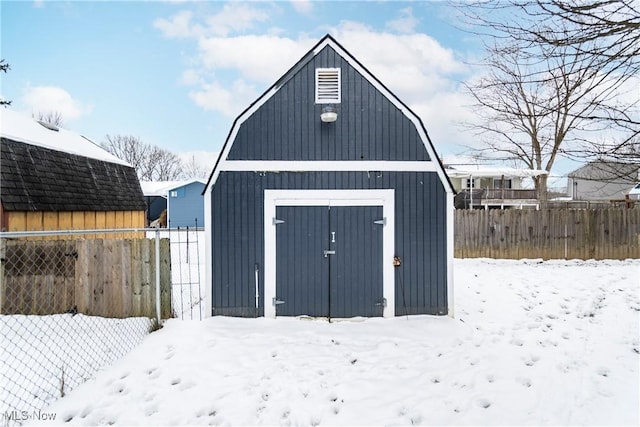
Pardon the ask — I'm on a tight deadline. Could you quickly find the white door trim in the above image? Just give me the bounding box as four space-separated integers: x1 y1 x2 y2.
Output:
264 189 395 318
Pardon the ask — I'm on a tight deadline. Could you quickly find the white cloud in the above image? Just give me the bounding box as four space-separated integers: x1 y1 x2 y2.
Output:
155 10 470 151
199 35 314 83
291 0 313 15
158 2 269 38
386 7 419 34
206 3 269 36
22 86 93 121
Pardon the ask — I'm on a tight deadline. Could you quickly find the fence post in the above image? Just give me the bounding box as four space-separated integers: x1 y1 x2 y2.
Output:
156 228 161 328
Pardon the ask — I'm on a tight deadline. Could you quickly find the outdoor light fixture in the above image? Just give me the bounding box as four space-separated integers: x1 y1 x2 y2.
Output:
320 105 338 123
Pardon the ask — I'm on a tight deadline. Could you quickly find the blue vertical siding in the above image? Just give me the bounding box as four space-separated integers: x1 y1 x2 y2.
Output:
210 172 447 316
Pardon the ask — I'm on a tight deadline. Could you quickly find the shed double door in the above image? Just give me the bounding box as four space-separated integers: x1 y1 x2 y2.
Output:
274 206 384 318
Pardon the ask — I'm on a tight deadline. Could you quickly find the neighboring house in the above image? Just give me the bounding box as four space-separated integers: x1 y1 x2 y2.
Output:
0 109 145 231
445 164 547 209
567 160 640 202
204 35 454 318
140 179 205 227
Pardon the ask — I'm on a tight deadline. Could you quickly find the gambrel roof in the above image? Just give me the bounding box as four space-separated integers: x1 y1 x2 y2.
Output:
0 111 146 211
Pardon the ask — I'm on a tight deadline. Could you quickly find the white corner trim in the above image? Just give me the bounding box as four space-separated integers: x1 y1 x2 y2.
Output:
218 160 438 172
204 185 213 317
446 193 455 317
264 190 395 318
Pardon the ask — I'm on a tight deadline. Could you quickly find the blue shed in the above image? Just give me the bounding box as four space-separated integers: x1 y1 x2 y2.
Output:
166 179 205 228
204 35 454 319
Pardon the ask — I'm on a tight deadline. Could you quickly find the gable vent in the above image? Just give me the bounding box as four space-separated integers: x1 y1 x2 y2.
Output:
316 68 340 104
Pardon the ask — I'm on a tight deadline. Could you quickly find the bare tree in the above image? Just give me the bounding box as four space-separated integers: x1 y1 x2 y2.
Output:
100 135 183 181
31 111 64 128
460 0 639 199
0 59 11 107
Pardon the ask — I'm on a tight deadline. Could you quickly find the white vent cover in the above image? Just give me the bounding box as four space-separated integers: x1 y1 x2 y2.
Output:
316 68 340 104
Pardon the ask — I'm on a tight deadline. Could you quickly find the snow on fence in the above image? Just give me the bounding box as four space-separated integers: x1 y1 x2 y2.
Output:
0 229 181 425
454 209 640 260
147 227 204 320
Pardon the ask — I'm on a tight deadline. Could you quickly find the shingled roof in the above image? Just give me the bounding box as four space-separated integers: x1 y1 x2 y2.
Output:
0 110 146 211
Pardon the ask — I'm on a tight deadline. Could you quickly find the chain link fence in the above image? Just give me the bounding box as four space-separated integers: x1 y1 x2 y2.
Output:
0 229 178 425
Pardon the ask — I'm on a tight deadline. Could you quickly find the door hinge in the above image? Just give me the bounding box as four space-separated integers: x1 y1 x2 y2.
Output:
376 298 387 308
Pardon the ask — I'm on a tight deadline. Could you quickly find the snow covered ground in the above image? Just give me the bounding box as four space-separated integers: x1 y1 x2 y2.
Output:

------------------------------------------------------------

Goal
Recast the lines above as a JSON list of strings, one string per line, leaving out blank lines and the pictures.

The completed task
[
  "Pardon the ask — I'm on a tight deadline. Could you quickly find the white door trim in the above image? Just give me the bounding box as four space-separated integers: x1 y1 x2 y2.",
  "Output:",
  "264 189 395 318",
  "Pardon the ask — I'm on a tight deadline. Could you quickly find the white cloud in the above image? Just give me the bounding box as four space-separated integers: x1 y1 x2 y2.",
  "Output:",
  "155 10 470 151",
  "199 35 314 83",
  "291 0 313 15",
  "158 2 269 38",
  "386 7 419 34",
  "206 3 269 36",
  "22 86 93 121",
  "Pardon the ask — I'm on a tight deadline. Could you quickly find the fence post in the above image? Just give me the bounding box as four space-separated integers: x1 y1 x2 y2.",
  "Output:",
  "156 228 161 328",
  "Pardon the ask — I'm on a tight deadline. Could you quickly find the outdoor light fixture in the above image? Just give me the bounding box as four space-separated integers: x1 y1 x2 y2.",
  "Output:",
  "320 105 338 123",
  "Pardon the ask — I'm on a tight deadline. Could you quickly find the blue vertical siding in the above image? Just give me the bounding box as four space-separated integers: x1 y1 x2 y2.",
  "Output:",
  "210 172 447 316",
  "Pardon the ask — I'm on a tight deadline. Could you quickly find the shed double door in the above image? Just give me the bounding box as four space-separated integers: x1 y1 x2 y2.",
  "Output:",
  "274 206 384 318",
  "Pardon the ask — I'm on a tight deadline. Could you quickly find the neighboring house in the above image? Just give me the bounding box as four space-separated integers: x1 y1 x2 y2.",
  "Output:",
  "0 109 145 231",
  "445 164 547 209",
  "567 160 640 202",
  "204 35 454 318",
  "140 179 205 227",
  "Pardon the ask — I'm on a tight deadline. Could you quickly find the gambrel roof in the above image? Just give me the bounding box as four space-separated integers: x1 y1 x2 y2.",
  "Output:",
  "0 111 146 211",
  "Pardon the ask — I'm on a tight deadline. Could you quickly find the white corner trim in the above image? Just give me the bounding box as four space-separated integers: x1 y1 x2 y2.",
  "Output:",
  "218 160 438 172",
  "204 185 213 317",
  "446 193 455 317",
  "264 190 395 318",
  "Pardon the ask — I'm on a tight deadline. Could you quickly find the blue shed in the above image? Just give me the bounding box as four space-separated integers: x1 y1 x2 y2.",
  "Output:",
  "166 179 205 228",
  "204 35 454 319",
  "Pardon the ask — I'm on a tight deadline. Could you quickly find the gable vent in the above image? Just give me the bounding box as four space-separated integers: x1 y1 x2 y2.",
  "Output:",
  "316 68 340 104",
  "Pardon the ask — I'm on a tight deadline. Could you quickly find the bare tree in the above image? Just give me the bounding box as four space-separated integers: x1 y1 x2 y2.",
  "Output:",
  "100 135 183 181",
  "31 111 64 128",
  "460 0 639 199",
  "0 59 11 107",
  "Pardon the ask — I'm on a tight deadline. Could you quickly find the white vent cover in the above image? Just give me the bounding box as four space-separated integers: x1 y1 x2 y2.",
  "Output:",
  "316 68 340 104",
  "Pardon the ask — I'm on a tight deadline. Could you quickly find the snow on fence in the above image? Just give me the bounding box as four space-separated integers: x1 y1 x2 y2.",
  "Output:",
  "0 229 181 425",
  "454 209 640 260",
  "147 227 204 320",
  "Pardon the ask — I'm on a tight deadline. Could you quickly find the shingled roof in the above image? Just give me the bounding box as four space-separated integers: x1 y1 x2 y2.",
  "Output:",
  "0 110 146 211",
  "Pardon the ask — I'm on a tight deadline. Could you quickly find the chain link fence in the above image? Just give me the bounding box as four space-separated integers: x1 y1 x2 y2.",
  "Output:",
  "0 229 178 425",
  "Pardon the ask — I'm on a tight deadline. Could you quickly find the door hinge in the above image? Just give me the bounding box as four space-separated integers: x1 y1 x2 y2.",
  "Output:",
  "376 298 387 308",
  "Pardon the ask — I'm on a tight deadline. Could you quickly find the snow covered ground in the above image? Just give me the bounding box as four space-separated integers: x1 y1 x2 y2.",
  "Output:"
]